# [WHAT YOU ARE ASKED TO DO]
In the entries below, how many lines hold the word "railing"? Answer with the number only.

- - - -

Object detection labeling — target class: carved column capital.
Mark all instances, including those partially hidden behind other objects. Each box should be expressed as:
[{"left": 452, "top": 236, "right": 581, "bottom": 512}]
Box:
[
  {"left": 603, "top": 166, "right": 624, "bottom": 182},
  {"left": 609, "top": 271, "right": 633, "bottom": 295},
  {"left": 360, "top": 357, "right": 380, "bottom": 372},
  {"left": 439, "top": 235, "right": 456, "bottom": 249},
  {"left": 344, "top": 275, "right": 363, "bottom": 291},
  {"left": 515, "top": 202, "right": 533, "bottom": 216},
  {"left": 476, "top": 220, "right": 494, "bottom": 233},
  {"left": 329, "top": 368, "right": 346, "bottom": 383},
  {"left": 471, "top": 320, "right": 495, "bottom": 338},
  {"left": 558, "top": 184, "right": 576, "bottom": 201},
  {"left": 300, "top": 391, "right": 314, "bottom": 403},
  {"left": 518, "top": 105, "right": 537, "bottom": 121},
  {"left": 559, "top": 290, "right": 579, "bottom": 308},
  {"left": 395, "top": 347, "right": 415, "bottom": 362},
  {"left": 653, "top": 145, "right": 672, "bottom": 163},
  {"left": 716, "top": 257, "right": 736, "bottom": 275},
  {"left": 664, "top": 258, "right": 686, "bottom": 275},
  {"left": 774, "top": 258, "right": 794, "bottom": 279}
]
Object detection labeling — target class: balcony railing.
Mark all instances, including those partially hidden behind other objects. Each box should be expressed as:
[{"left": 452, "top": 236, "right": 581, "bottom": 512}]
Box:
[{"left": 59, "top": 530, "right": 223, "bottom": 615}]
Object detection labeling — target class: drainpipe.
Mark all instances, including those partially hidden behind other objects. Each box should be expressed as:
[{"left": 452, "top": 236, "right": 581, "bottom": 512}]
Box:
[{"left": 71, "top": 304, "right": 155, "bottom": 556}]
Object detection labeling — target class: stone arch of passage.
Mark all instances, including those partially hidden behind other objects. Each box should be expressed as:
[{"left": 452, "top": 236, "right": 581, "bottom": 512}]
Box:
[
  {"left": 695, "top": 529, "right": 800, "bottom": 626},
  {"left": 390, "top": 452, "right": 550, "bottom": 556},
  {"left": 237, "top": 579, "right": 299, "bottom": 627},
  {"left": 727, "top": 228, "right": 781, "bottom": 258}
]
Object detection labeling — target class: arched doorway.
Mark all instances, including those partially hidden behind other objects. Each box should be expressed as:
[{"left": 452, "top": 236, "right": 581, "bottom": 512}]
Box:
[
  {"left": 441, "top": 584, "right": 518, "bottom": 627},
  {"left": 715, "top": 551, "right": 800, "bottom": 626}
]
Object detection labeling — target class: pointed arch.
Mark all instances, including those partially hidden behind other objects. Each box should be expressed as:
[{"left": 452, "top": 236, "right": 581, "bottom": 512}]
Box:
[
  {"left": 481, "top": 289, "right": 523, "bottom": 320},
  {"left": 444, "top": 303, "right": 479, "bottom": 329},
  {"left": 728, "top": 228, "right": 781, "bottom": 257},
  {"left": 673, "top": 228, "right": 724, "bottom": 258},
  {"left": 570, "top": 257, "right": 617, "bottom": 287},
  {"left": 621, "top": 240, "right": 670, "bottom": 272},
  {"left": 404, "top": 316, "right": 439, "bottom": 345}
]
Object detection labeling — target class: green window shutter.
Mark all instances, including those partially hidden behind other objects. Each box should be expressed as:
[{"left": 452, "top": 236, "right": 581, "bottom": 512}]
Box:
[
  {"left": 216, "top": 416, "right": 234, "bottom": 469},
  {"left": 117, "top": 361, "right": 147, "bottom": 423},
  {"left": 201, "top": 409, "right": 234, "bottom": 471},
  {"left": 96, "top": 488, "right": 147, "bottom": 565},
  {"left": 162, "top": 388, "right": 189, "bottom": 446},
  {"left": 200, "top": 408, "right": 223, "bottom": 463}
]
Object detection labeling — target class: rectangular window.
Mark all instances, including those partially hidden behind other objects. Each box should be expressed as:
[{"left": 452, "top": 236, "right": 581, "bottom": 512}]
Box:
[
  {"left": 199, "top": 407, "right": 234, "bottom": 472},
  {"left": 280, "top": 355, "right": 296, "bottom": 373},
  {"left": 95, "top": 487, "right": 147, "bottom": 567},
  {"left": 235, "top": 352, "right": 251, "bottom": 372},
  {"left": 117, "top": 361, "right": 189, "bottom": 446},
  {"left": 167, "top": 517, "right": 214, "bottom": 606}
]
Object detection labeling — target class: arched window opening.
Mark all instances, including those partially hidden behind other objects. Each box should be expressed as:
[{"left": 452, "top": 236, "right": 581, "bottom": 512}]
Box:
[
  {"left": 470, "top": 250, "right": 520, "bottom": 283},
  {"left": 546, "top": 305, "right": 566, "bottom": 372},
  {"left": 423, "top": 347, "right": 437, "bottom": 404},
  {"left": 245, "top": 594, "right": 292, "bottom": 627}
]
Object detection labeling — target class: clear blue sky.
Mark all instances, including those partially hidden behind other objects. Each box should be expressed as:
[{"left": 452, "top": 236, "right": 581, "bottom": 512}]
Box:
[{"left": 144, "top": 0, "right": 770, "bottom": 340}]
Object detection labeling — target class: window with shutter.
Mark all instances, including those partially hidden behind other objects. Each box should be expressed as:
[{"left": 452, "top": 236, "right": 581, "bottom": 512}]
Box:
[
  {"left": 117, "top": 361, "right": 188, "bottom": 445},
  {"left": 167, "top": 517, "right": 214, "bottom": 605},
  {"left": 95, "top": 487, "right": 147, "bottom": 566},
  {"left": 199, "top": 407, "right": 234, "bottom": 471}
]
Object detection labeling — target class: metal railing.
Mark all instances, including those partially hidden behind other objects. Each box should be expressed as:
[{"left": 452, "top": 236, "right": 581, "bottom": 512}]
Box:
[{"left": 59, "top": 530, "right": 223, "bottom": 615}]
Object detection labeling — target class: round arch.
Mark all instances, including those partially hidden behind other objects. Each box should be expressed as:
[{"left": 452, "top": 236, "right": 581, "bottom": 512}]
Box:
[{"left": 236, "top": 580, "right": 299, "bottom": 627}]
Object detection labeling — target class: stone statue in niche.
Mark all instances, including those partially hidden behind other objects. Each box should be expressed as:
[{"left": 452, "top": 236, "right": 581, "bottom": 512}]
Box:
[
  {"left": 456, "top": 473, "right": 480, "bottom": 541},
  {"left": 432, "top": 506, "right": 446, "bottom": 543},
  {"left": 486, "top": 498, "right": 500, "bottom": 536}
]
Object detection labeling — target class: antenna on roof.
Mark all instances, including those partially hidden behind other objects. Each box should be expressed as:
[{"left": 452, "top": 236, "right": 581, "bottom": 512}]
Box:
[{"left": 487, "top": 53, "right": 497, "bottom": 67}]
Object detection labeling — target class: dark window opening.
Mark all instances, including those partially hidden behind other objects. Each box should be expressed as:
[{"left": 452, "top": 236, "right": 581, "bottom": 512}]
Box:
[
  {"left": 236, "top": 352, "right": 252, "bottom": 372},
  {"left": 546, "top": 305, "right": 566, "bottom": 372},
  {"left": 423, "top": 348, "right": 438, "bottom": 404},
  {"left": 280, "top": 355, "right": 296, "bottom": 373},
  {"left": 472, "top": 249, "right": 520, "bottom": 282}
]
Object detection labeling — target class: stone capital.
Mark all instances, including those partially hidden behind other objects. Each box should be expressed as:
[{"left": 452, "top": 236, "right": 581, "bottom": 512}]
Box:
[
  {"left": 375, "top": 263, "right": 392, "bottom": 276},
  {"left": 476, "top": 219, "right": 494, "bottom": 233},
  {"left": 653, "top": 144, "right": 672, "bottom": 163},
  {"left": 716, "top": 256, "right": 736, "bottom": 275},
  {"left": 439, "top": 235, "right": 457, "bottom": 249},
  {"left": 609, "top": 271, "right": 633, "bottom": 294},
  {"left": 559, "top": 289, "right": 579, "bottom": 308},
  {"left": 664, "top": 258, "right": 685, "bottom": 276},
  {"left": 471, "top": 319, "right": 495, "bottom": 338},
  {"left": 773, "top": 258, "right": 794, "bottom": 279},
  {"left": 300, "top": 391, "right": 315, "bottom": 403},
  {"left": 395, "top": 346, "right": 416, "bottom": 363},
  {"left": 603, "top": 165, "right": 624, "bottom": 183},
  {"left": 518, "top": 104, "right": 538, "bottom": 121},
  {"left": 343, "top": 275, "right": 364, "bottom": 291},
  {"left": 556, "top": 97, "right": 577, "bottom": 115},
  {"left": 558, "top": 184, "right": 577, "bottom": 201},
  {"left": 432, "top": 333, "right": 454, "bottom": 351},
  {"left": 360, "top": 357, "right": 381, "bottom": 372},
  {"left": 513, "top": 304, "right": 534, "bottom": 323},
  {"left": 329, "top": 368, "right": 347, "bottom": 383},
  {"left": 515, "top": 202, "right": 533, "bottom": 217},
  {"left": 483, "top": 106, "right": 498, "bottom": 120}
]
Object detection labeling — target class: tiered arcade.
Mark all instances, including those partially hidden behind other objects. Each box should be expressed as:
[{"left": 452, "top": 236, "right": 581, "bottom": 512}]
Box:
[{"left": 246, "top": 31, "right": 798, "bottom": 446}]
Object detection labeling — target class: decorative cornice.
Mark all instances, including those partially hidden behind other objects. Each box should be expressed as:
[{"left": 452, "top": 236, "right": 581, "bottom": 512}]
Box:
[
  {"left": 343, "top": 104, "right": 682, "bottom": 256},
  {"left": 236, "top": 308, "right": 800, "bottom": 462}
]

- - - -

# [EXERCISE ANSWER]
2